§ **EXTRACT PROVIDED**:
-- start --

Re: Don't Fix It if it is Not Broken (was Looking at Macs...)



In article <COHPe.4629$2_.3400@xxxxxxxxxxxxxxxxxxxxxx>, TheLetterK
<theletterk@xxxxxxxxxxxxxxxxx> wrote: ...very profound observations...

First off, let me state that I really enjoy your postings.

I learn quite a bit from them. You likely don't get much in return,
because you obviously know more than I do.

Hope I do not accidentally do anything to piss you off, that is _not_
my intention.

Everyone do yourselves a favor and don't read this post, because it
wound up too long and says too little of value for everyday Mac users.

All that said, here goes ;-)

> > Don't even try operating the same computer in an aircraft at 60,000
> > feet, because the soft error rate increases to 6,400 per month, or
> > appromately one soft error every 8 minutes of steady operation.
>
> Maybe, maybe not. How much hard research has been done towards this end?

Near as I can tell by reading the article, IBM and several other
companies mentioned put the RAM modules in small vacuum chambers to
achieve the 60,000 altitude, and "exercised" the RAM modules
continuously. IBM submitted the most pessimistic report, the other
companies said soft failures were less, but still significant.



> As for the altitude diversion... how many people run their systems for
> months on end at 60,000 feet? Not very many.

True.



> >>The frequency of errors shouldn't change dramatically with
> >>the amount of load the system is under.
> >
> > Incorrect. Most of the RAM in a lightly loaded Mac is not even being
> > used, so any soft failures in the RAM which is not being used will not
> > cause corruption.

-- end --

§ **WORK TO DO**:
In the forum post about RAM soft errors, what does the soft error rate rise to for a computer run at 60,000 feet?

§ **DATASET EXTRACT**:
-- start --

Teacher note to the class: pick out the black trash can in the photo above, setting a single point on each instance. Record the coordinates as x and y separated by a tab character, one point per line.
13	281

-- end --

§ **TASK RESULT**:
6,400 per month, or about one soft error every 8 minutes of steady operation.